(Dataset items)
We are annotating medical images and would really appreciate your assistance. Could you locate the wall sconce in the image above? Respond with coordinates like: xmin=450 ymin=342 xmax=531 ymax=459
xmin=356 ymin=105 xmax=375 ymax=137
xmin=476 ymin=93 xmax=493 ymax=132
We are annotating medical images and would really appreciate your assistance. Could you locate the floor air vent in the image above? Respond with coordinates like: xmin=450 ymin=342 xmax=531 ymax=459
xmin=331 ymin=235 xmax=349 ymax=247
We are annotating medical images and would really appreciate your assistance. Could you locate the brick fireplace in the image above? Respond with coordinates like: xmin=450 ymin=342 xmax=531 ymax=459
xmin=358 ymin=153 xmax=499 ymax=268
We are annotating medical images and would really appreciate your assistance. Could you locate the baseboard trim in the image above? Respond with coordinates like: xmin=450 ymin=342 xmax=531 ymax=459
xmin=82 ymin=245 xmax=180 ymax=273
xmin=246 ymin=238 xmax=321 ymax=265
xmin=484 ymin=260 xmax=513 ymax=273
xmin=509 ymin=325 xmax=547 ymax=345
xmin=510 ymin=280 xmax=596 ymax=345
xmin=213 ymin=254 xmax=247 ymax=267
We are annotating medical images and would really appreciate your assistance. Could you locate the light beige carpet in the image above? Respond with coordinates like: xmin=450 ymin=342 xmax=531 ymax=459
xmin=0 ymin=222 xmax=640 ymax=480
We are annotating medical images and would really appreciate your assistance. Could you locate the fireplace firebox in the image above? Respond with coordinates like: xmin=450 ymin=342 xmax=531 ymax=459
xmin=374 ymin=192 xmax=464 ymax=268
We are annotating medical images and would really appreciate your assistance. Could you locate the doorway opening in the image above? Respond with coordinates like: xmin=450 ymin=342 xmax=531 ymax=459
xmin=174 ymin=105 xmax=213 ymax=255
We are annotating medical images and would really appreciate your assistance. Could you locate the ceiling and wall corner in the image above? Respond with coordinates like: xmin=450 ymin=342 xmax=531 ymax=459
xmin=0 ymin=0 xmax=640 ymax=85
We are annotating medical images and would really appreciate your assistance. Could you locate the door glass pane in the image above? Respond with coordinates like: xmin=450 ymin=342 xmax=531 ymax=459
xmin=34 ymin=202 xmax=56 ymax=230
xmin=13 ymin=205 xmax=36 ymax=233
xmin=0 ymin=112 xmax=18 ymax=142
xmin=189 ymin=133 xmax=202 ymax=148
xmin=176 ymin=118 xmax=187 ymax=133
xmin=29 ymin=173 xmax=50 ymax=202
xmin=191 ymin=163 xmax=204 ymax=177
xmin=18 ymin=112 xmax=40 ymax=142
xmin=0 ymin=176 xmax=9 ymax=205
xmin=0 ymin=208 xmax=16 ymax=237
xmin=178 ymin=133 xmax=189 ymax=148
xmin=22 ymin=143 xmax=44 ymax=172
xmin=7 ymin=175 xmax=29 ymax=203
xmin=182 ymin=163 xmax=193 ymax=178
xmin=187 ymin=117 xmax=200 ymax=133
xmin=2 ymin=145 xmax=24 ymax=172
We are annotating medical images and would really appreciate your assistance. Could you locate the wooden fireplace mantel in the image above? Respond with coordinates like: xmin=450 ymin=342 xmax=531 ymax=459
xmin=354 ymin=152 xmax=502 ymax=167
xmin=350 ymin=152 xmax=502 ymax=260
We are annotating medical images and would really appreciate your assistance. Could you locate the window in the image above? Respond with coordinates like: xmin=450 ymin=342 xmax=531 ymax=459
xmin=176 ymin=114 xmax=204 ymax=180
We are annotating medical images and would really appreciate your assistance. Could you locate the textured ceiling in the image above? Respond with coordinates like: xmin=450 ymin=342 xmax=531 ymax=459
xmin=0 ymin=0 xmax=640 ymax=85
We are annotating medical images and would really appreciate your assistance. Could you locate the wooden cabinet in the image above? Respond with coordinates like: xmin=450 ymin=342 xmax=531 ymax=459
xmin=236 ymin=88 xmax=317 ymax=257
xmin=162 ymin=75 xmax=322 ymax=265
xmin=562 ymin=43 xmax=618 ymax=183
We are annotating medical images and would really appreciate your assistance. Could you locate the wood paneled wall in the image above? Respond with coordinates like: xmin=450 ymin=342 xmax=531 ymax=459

(YOUR OBJECTIVE)
Copy every row above word for word, changing nothing.

(COMPLETE OUTPUT)
We are annotating medical images and would really appreciate your assistance. Could you locate the wall sconce in the image above? Respond with coordinates like: xmin=450 ymin=342 xmax=531 ymax=459
xmin=356 ymin=105 xmax=375 ymax=137
xmin=476 ymin=93 xmax=493 ymax=132
We are annotating medical images and would really appreciate your assistance. Could you locate the floor air vent in the image above? Respond with coordinates like: xmin=450 ymin=342 xmax=531 ymax=459
xmin=331 ymin=235 xmax=349 ymax=247
We are annotating medical images and would really appreciate your assistance. Could you locate the brick fireplace in the image above? Respond with coordinates like: xmin=450 ymin=342 xmax=531 ymax=459
xmin=358 ymin=153 xmax=499 ymax=268
We are annotating medical images and would really appreciate your assistance. Could you locate the baseboard trim in the image above? Respond with coordinates like: xmin=450 ymin=342 xmax=531 ymax=459
xmin=82 ymin=245 xmax=180 ymax=273
xmin=246 ymin=238 xmax=321 ymax=265
xmin=484 ymin=260 xmax=513 ymax=273
xmin=509 ymin=325 xmax=547 ymax=345
xmin=510 ymin=280 xmax=596 ymax=345
xmin=213 ymin=254 xmax=247 ymax=267
We are annotating medical images and would really appreciate your assistance. Could you locate the light beige carpet in the image above? Respond with coordinates like: xmin=450 ymin=342 xmax=531 ymax=459
xmin=0 ymin=222 xmax=640 ymax=480
We are annotating medical images and would really appreciate your assistance. Could you locate the fireplace firebox in the image above? Respond with coordinates like: xmin=450 ymin=342 xmax=531 ymax=459
xmin=374 ymin=192 xmax=464 ymax=268
We are annotating medical images and would really appreciate your assistance. Could you locate the doorway opening in the image above? Respond with coordinates like: xmin=450 ymin=342 xmax=531 ymax=459
xmin=174 ymin=105 xmax=213 ymax=255
We are annotating medical images and would really appreciate your assistance. Could you locate the ceiling and wall corner in the image above? Respond with coordinates like: xmin=450 ymin=342 xmax=531 ymax=459
xmin=0 ymin=0 xmax=640 ymax=85
We are annotating medical images and would really appreciate your assistance. Could you locate the door glass pane in the image above? Respond with coordinates like: xmin=450 ymin=342 xmax=531 ymax=459
xmin=34 ymin=202 xmax=56 ymax=230
xmin=13 ymin=205 xmax=36 ymax=233
xmin=0 ymin=112 xmax=18 ymax=142
xmin=189 ymin=133 xmax=202 ymax=148
xmin=176 ymin=118 xmax=187 ymax=133
xmin=29 ymin=173 xmax=50 ymax=202
xmin=191 ymin=163 xmax=204 ymax=177
xmin=18 ymin=112 xmax=40 ymax=142
xmin=0 ymin=176 xmax=9 ymax=205
xmin=0 ymin=208 xmax=16 ymax=237
xmin=178 ymin=133 xmax=189 ymax=148
xmin=22 ymin=143 xmax=44 ymax=172
xmin=7 ymin=175 xmax=29 ymax=203
xmin=182 ymin=163 xmax=193 ymax=178
xmin=187 ymin=117 xmax=200 ymax=133
xmin=2 ymin=145 xmax=24 ymax=172
We are annotating medical images and would really appreciate your assistance. Could you locate the wooden fireplace mantel in the image above? Respond with coordinates like: xmin=450 ymin=342 xmax=531 ymax=459
xmin=354 ymin=152 xmax=502 ymax=167
xmin=350 ymin=152 xmax=502 ymax=260
We are annotating medical images and would really appreciate your assistance. Could you locate the window in the image above? Respond with coordinates like: xmin=450 ymin=342 xmax=531 ymax=459
xmin=176 ymin=114 xmax=204 ymax=180
We are annotating medical images and would really appreciate your assistance. Could you locate the textured ceiling in the image above? Respond with coordinates like: xmin=450 ymin=342 xmax=531 ymax=459
xmin=0 ymin=0 xmax=640 ymax=85
We are annotating medical images and would really appreciate your assistance. Could you locate the wooden cabinet in the image above? Respond with coordinates like: xmin=450 ymin=342 xmax=531 ymax=459
xmin=236 ymin=88 xmax=317 ymax=257
xmin=162 ymin=75 xmax=322 ymax=265
xmin=562 ymin=43 xmax=618 ymax=183
We are annotating medical images and would really appreciate your assistance. Could you locate the wood paneled wall in the image above? Respond with coordinates like: xmin=450 ymin=342 xmax=531 ymax=459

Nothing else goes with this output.